_Listed records_.
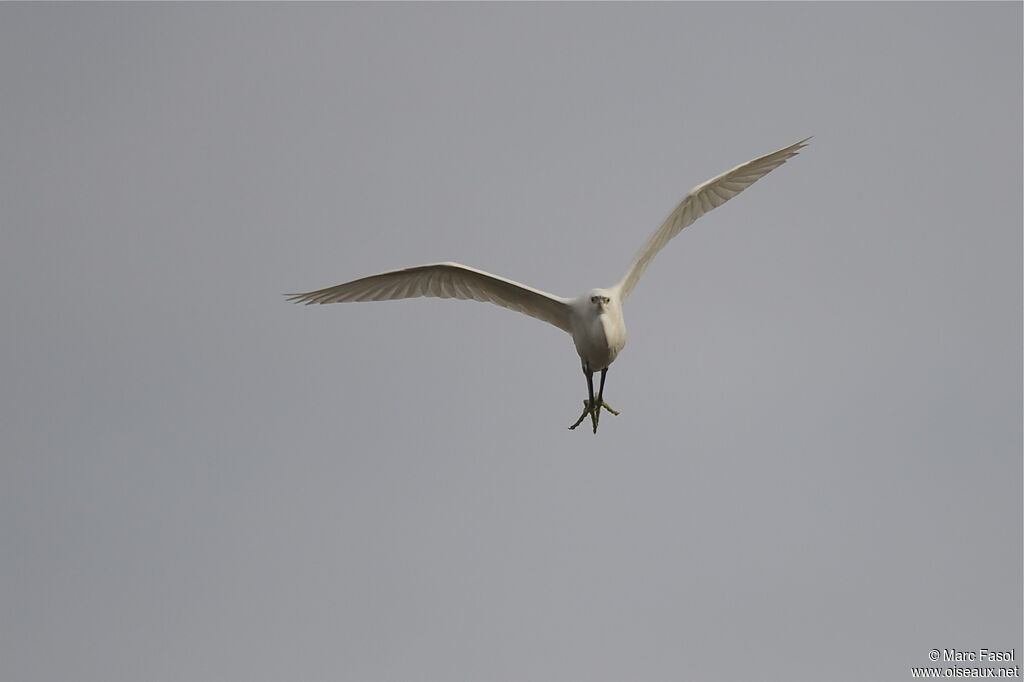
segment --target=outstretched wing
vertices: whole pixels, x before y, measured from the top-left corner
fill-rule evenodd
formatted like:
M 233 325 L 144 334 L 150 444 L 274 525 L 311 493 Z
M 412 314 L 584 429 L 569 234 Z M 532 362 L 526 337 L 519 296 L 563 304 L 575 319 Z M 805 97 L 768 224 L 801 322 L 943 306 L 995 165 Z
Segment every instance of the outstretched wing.
M 419 296 L 459 298 L 500 305 L 572 333 L 568 299 L 458 263 L 417 265 L 370 275 L 319 291 L 286 296 L 289 301 L 306 305 L 393 301 Z
M 679 202 L 675 210 L 665 218 L 654 234 L 650 236 L 647 243 L 640 249 L 633 264 L 629 267 L 625 277 L 619 282 L 619 291 L 622 300 L 625 300 L 633 291 L 640 275 L 650 265 L 654 256 L 668 244 L 672 237 L 675 237 L 684 228 L 693 224 L 697 218 L 713 208 L 718 208 L 734 196 L 753 185 L 765 175 L 775 170 L 786 161 L 807 146 L 806 138 L 796 144 L 790 145 L 777 152 L 748 161 L 736 166 L 731 171 L 722 173 L 717 178 L 708 180 L 703 185 L 698 185 L 690 190 L 686 198 Z

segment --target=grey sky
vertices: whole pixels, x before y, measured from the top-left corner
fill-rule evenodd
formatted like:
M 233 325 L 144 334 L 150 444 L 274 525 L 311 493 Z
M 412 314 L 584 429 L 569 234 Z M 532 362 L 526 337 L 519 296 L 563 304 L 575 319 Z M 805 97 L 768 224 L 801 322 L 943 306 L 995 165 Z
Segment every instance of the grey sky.
M 0 5 L 0 679 L 1020 665 L 1021 10 Z

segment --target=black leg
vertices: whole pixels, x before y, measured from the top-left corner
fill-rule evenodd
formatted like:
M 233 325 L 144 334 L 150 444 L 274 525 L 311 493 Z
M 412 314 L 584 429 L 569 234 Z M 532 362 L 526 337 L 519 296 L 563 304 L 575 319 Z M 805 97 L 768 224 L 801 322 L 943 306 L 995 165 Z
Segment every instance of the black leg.
M 590 422 L 594 426 L 594 433 L 597 433 L 597 421 L 601 418 L 601 405 L 594 402 L 594 372 L 589 366 L 583 368 L 587 374 L 587 389 L 590 392 Z
M 608 374 L 608 368 L 605 367 L 601 370 L 601 386 L 598 389 L 597 400 L 594 400 L 594 372 L 591 371 L 587 363 L 583 363 L 583 375 L 587 377 L 587 401 L 583 405 L 583 414 L 576 420 L 576 423 L 569 427 L 569 429 L 575 429 L 579 426 L 584 419 L 587 418 L 587 414 L 590 414 L 590 423 L 594 426 L 594 433 L 597 433 L 598 420 L 601 418 L 601 408 L 608 410 L 612 414 L 618 414 L 615 410 L 608 407 L 604 402 L 604 378 Z
M 583 374 L 587 377 L 587 392 L 590 393 L 590 404 L 594 404 L 594 373 L 590 368 L 583 365 Z
M 608 374 L 608 368 L 601 370 L 601 388 L 597 391 L 597 402 L 594 403 L 594 433 L 597 433 L 597 425 L 601 423 L 601 406 L 604 404 L 604 377 Z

_What to do_.
Omitting all pictures, copy the preceding entries without any alteration.

_Solution_.
segment --target=outstretched wing
vertices: whole pixels, x before y, measured from the top-left corner
fill-rule evenodd
formatted like:
M 233 325 L 144 334 L 150 444 L 274 525 L 311 493 Z
M 412 314 L 584 429 L 569 234 Z M 532 362 L 526 337 L 519 296 L 563 304 L 575 319 Z M 805 97 L 768 224 L 801 322 L 943 306 L 995 165 Z
Segment every instance of the outstretched wing.
M 419 296 L 459 298 L 500 305 L 572 333 L 568 299 L 458 263 L 417 265 L 370 275 L 319 291 L 286 296 L 289 301 L 306 305 L 393 301 Z
M 679 202 L 675 210 L 665 218 L 654 234 L 650 236 L 647 243 L 640 249 L 633 264 L 629 267 L 625 277 L 619 282 L 619 291 L 622 300 L 625 300 L 633 291 L 640 275 L 650 265 L 654 256 L 668 244 L 672 237 L 675 237 L 684 228 L 693 224 L 697 218 L 713 208 L 718 208 L 734 196 L 753 185 L 765 175 L 775 170 L 786 161 L 807 146 L 806 138 L 796 144 L 790 145 L 777 152 L 748 161 L 736 166 L 731 171 L 722 173 L 717 178 L 708 180 L 703 185 L 698 185 L 690 190 L 686 198 Z

segment --target=grey sky
vertices: whole pixels, x before y, measured from the top-left corner
fill-rule evenodd
formatted like:
M 233 325 L 144 334 L 150 444 L 274 525 L 311 493 Z
M 412 314 L 584 429 L 569 234 Z M 532 362 L 526 337 L 519 296 L 563 304 L 575 319 Z M 805 97 L 768 224 L 801 322 L 943 306 L 995 165 Z
Segment every instance of the grey sky.
M 0 5 L 0 679 L 1020 665 L 1021 10 Z

segment --target=black leg
vertices: whole pixels, x before y, measured from the top-left corner
fill-rule evenodd
formatted like:
M 233 325 L 144 334 L 150 444 L 274 525 L 311 493 Z
M 412 314 L 584 429 L 569 234 Z M 532 362 L 526 337 L 519 296 L 563 304 L 575 319 Z M 805 97 L 768 224 L 801 322 L 943 306 L 995 165 Z
Segment every instance of the black leg.
M 590 422 L 594 426 L 594 433 L 597 433 L 597 421 L 601 418 L 601 405 L 594 402 L 594 372 L 589 366 L 583 368 L 587 374 L 587 389 L 590 392 Z
M 608 374 L 608 368 L 605 367 L 601 370 L 601 386 L 598 389 L 597 400 L 594 400 L 594 372 L 591 371 L 587 363 L 583 363 L 583 375 L 587 377 L 587 401 L 583 405 L 583 414 L 576 420 L 576 423 L 569 427 L 569 429 L 575 429 L 579 426 L 584 419 L 587 418 L 587 414 L 590 414 L 590 423 L 594 426 L 594 433 L 597 433 L 598 420 L 601 418 L 601 408 L 608 410 L 612 414 L 618 414 L 615 410 L 608 407 L 604 402 L 604 378 Z
M 583 374 L 587 377 L 587 392 L 590 393 L 590 404 L 594 404 L 594 373 L 590 368 L 583 365 Z
M 608 374 L 608 368 L 601 370 L 601 388 L 597 391 L 597 402 L 594 403 L 594 433 L 597 433 L 597 425 L 601 423 L 601 406 L 604 404 L 604 377 Z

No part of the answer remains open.